== Work instructions ==
Print the listing below in full. Alter nothing.
§ §
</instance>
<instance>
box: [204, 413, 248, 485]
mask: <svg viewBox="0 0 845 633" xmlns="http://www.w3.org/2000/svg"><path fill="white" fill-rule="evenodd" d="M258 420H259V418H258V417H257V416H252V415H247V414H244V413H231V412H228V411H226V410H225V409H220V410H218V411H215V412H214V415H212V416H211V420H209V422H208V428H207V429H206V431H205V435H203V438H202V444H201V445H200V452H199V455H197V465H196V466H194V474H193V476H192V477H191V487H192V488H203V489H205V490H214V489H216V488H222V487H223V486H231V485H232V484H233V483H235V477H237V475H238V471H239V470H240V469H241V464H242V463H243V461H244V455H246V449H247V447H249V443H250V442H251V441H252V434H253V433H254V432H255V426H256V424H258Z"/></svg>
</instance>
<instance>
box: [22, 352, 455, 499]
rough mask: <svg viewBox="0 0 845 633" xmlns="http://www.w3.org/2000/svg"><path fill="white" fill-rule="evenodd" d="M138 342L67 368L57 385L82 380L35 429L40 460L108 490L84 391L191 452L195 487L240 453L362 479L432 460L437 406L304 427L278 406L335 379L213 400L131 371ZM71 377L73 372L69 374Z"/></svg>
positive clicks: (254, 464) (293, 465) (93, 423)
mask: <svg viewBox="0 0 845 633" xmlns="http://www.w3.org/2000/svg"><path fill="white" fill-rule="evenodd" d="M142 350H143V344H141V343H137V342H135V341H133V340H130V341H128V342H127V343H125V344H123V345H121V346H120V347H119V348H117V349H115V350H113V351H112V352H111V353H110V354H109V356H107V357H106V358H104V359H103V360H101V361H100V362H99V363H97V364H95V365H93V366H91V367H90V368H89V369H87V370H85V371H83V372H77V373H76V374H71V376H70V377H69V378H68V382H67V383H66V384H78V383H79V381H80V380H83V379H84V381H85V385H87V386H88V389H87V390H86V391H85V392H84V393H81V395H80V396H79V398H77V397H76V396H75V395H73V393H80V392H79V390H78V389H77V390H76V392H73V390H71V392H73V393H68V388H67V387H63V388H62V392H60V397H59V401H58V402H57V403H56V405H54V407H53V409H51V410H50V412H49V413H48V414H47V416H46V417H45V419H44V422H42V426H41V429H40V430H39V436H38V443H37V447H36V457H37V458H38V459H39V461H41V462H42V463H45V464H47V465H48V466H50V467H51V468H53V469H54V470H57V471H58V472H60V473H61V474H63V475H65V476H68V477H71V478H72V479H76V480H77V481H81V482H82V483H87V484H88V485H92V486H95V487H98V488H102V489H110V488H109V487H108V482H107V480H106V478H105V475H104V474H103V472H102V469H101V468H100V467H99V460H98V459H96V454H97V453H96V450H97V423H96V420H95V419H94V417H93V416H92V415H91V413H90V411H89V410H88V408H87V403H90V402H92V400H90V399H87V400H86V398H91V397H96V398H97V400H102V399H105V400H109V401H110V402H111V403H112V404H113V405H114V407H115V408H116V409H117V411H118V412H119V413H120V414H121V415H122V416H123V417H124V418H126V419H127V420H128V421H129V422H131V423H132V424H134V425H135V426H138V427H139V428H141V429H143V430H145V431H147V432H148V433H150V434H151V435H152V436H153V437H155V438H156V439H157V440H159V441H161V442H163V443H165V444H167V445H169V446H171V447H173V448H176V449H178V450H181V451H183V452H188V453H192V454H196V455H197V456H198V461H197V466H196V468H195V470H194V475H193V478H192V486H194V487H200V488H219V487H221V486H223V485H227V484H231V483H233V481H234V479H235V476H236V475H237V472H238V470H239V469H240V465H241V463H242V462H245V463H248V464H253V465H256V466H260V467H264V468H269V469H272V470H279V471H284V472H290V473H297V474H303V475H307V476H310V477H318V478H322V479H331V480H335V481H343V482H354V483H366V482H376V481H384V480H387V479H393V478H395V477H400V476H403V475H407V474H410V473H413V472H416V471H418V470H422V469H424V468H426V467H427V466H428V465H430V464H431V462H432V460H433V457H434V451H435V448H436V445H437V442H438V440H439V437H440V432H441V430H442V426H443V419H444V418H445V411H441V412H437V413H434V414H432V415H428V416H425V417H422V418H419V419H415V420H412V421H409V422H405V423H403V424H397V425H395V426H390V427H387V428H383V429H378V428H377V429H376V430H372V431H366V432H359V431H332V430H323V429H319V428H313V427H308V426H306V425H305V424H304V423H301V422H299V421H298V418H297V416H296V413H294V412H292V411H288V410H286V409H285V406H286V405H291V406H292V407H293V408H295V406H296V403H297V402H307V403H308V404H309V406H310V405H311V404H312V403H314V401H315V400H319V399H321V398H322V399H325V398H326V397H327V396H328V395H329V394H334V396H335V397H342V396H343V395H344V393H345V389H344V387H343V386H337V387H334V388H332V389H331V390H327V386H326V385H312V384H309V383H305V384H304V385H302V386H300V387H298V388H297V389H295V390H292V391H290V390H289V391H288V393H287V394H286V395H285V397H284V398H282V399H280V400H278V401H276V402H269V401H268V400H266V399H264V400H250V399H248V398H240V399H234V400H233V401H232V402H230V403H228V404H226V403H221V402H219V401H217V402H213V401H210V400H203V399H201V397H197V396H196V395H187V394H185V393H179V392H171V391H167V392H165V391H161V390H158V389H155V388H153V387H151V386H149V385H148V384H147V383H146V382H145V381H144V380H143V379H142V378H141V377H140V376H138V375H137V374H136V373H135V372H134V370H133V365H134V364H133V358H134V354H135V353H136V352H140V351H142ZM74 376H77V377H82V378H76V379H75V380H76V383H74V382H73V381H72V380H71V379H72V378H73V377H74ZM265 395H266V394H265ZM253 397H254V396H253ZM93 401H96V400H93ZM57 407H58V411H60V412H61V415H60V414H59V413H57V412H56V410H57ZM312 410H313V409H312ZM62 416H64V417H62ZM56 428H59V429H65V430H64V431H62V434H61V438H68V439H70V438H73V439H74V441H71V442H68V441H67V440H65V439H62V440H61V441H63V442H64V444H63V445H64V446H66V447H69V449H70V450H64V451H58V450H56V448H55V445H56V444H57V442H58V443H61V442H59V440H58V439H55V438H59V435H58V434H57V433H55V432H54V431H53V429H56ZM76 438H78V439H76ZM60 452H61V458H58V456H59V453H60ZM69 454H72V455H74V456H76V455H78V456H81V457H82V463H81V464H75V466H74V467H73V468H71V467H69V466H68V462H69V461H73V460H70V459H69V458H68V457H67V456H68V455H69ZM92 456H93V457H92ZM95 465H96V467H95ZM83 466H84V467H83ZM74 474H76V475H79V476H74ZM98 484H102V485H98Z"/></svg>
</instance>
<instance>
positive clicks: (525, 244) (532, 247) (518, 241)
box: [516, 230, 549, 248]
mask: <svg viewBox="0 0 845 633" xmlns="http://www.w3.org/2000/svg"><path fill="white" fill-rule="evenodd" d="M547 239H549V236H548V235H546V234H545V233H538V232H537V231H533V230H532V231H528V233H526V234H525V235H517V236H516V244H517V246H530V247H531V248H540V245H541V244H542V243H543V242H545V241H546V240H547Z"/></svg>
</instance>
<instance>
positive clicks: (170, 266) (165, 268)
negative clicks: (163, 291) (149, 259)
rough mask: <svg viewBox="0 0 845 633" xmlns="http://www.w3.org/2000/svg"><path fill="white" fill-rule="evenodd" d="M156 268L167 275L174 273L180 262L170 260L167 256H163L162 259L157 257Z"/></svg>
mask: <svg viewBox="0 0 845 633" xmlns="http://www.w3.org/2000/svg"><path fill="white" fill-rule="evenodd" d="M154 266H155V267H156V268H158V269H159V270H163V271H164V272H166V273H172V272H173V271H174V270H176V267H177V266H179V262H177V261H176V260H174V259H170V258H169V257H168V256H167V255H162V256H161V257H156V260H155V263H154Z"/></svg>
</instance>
§ §
== Solution ==
</instance>
<instance>
box: [204, 413, 248, 485]
mask: <svg viewBox="0 0 845 633" xmlns="http://www.w3.org/2000/svg"><path fill="white" fill-rule="evenodd" d="M258 420H259V418H258V417H257V416H252V415H247V414H244V413H231V412H228V411H226V410H225V409H220V410H218V411H215V412H214V415H212V416H211V420H209V422H208V428H207V429H206V431H205V435H203V438H202V444H201V445H200V452H199V455H197V465H196V466H194V474H193V476H192V477H191V487H192V488H203V489H205V490H214V489H216V488H222V487H223V486H231V485H232V484H233V483H235V477H237V475H238V471H239V470H240V469H241V464H242V463H243V461H244V455H246V449H247V447H249V443H250V442H251V441H252V434H253V433H254V432H255V426H256V424H258Z"/></svg>
</instance>
<instance>
box: [22, 352, 455, 499]
rough mask: <svg viewBox="0 0 845 633" xmlns="http://www.w3.org/2000/svg"><path fill="white" fill-rule="evenodd" d="M138 342L67 368L57 385L82 380L35 429L40 460L108 490L84 391L191 452L195 487L240 453L362 479L432 460L437 406L304 427L278 406L335 379L213 400L131 371ZM71 377L73 372L69 374Z"/></svg>
positive clicks: (254, 464) (293, 465) (93, 423)
mask: <svg viewBox="0 0 845 633" xmlns="http://www.w3.org/2000/svg"><path fill="white" fill-rule="evenodd" d="M142 350H143V344H141V343H137V342H135V341H133V340H130V341H128V342H127V343H125V344H123V345H121V346H120V347H119V348H117V349H115V350H113V351H112V352H111V353H110V354H109V356H107V357H106V358H104V359H103V360H101V361H100V362H99V363H97V364H95V365H93V366H91V367H90V368H89V369H87V370H85V371H83V372H77V373H76V374H71V376H70V377H69V378H68V382H67V383H66V384H78V383H79V381H80V380H83V379H84V381H85V385H87V386H88V389H87V390H86V391H85V392H84V393H81V395H80V396H79V398H77V397H76V396H75V395H73V393H80V392H79V390H78V389H77V390H76V392H73V390H71V392H73V393H68V388H67V387H63V388H62V392H60V397H59V401H58V402H57V403H56V405H54V407H53V409H51V410H50V412H49V413H48V414H47V416H46V417H45V419H44V422H42V426H41V429H40V430H39V436H38V443H37V447H36V457H37V458H38V459H39V461H41V462H42V463H45V464H47V465H48V466H50V467H51V468H53V469H54V470H57V471H58V472H60V473H61V474H63V475H65V476H68V477H71V478H72V479H76V480H77V481H81V482H82V483H87V484H88V485H92V486H95V487H98V488H102V489H110V488H109V487H108V482H107V480H106V478H105V475H104V474H103V472H102V469H101V468H100V467H99V460H98V459H96V454H97V453H96V450H97V423H96V420H95V419H94V417H93V416H92V415H91V413H90V411H89V410H88V408H87V403H90V402H92V400H90V399H87V400H86V398H91V397H96V398H97V400H102V399H105V400H109V401H110V402H111V403H112V404H113V405H114V407H115V408H116V409H117V411H118V412H119V413H120V414H121V415H122V416H123V417H124V418H126V419H127V420H128V421H129V422H131V423H132V424H134V425H135V426H138V427H139V428H141V429H143V430H145V431H147V432H148V433H150V434H151V435H152V436H153V437H155V438H156V439H157V440H159V441H161V442H163V443H165V444H167V445H169V446H171V447H173V448H176V449H178V450H181V451H183V452H188V453H192V454H196V455H197V456H198V461H197V466H196V468H195V470H194V475H193V478H192V486H194V487H200V488H219V487H221V486H223V485H227V484H231V483H233V481H234V479H235V476H236V475H237V472H238V470H239V469H240V465H241V463H242V462H245V463H248V464H253V465H256V466H260V467H264V468H269V469H272V470H279V471H284V472H290V473H297V474H303V475H307V476H310V477H318V478H322V479H331V480H335V481H343V482H354V483H366V482H376V481H384V480H387V479H393V478H395V477H400V476H403V475H407V474H410V473H413V472H416V471H418V470H422V469H424V468H426V467H427V466H428V465H430V464H431V462H432V460H433V457H434V451H435V448H436V445H437V442H438V440H439V437H440V432H441V430H442V426H443V419H444V418H445V411H441V412H437V413H434V414H432V415H428V416H425V417H422V418H419V419H415V420H412V421H409V422H405V423H403V424H397V425H395V426H390V427H387V428H383V429H378V428H377V429H376V430H372V431H366V432H359V431H332V430H323V429H319V428H313V427H308V426H306V425H305V424H304V423H301V422H299V421H298V418H297V416H296V413H294V412H292V411H288V410H286V409H285V406H286V405H291V406H292V407H293V408H295V406H296V403H297V402H307V403H308V404H309V406H310V405H311V404H312V403H314V401H315V400H319V399H321V398H322V399H325V398H326V397H327V396H328V395H329V394H334V396H335V397H342V396H343V395H344V393H345V389H344V387H343V386H337V387H334V388H332V389H331V390H327V386H326V385H312V384H309V383H305V384H304V385H302V386H300V387H298V388H297V389H295V390H292V391H290V390H289V391H288V393H287V394H286V395H285V397H284V398H282V399H280V400H278V401H276V402H269V401H268V400H266V399H264V400H250V399H248V398H240V399H234V400H233V401H232V402H230V403H228V404H226V403H221V402H219V401H217V402H213V401H210V400H203V399H201V397H197V396H196V395H187V394H185V393H179V392H171V391H167V392H165V391H161V390H158V389H155V388H153V387H151V386H149V385H148V384H147V383H146V382H145V381H144V380H143V379H142V378H141V377H140V376H138V375H137V374H136V373H135V372H134V370H133V365H134V364H133V358H134V354H135V353H136V352H140V351H142ZM74 376H77V377H82V378H76V379H75V380H76V383H74V382H73V381H72V380H71V379H72V378H73V377H74ZM265 395H266V394H265ZM253 397H254V396H253ZM93 401H96V400H93ZM57 407H58V411H60V412H61V415H60V414H59V413H57V412H56V410H57ZM312 410H313V409H312ZM62 416H64V417H62ZM56 428H59V429H65V430H64V431H62V434H61V438H68V439H70V438H73V439H74V441H71V442H68V441H67V440H65V439H62V440H61V441H63V442H64V444H63V445H64V446H66V447H69V449H70V450H64V451H58V450H56V448H55V445H56V444H57V442H58V443H61V442H59V440H58V439H55V438H59V435H58V434H57V433H55V432H54V431H53V429H56ZM76 438H78V439H76ZM60 452H61V458H58V456H59V453H60ZM69 454H72V455H74V456H76V455H78V456H81V457H82V463H81V464H75V466H74V467H73V468H71V467H69V466H68V462H69V461H73V460H70V459H69V458H68V457H67V456H68V455H69ZM92 456H93V457H92ZM95 465H96V467H95ZM83 466H84V467H83ZM74 474H76V475H79V476H74ZM98 484H102V485H98Z"/></svg>
</instance>
<instance>
positive clicks: (525, 244) (532, 247) (518, 241)
box: [516, 230, 549, 248]
mask: <svg viewBox="0 0 845 633" xmlns="http://www.w3.org/2000/svg"><path fill="white" fill-rule="evenodd" d="M547 239H549V236H548V235H546V234H545V233H538V232H537V231H533V230H532V231H528V233H526V234H525V235H517V236H516V244H517V246H530V247H531V248H540V245H541V244H542V243H543V242H545V241H546V240H547Z"/></svg>
</instance>
<instance>
positive clicks: (170, 266) (165, 268)
negative clicks: (163, 291) (149, 259)
rough mask: <svg viewBox="0 0 845 633" xmlns="http://www.w3.org/2000/svg"><path fill="white" fill-rule="evenodd" d="M156 268L167 275L174 273L180 262L170 260L167 256H163L162 259L157 257Z"/></svg>
mask: <svg viewBox="0 0 845 633" xmlns="http://www.w3.org/2000/svg"><path fill="white" fill-rule="evenodd" d="M154 266H155V267H156V268H158V269H159V270H163V271H164V272H166V273H172V272H173V271H174V270H176V267H177V266H179V262H177V261H176V260H174V259H170V258H169V257H168V256H167V255H162V256H161V257H156V260H155V263H154Z"/></svg>
</instance>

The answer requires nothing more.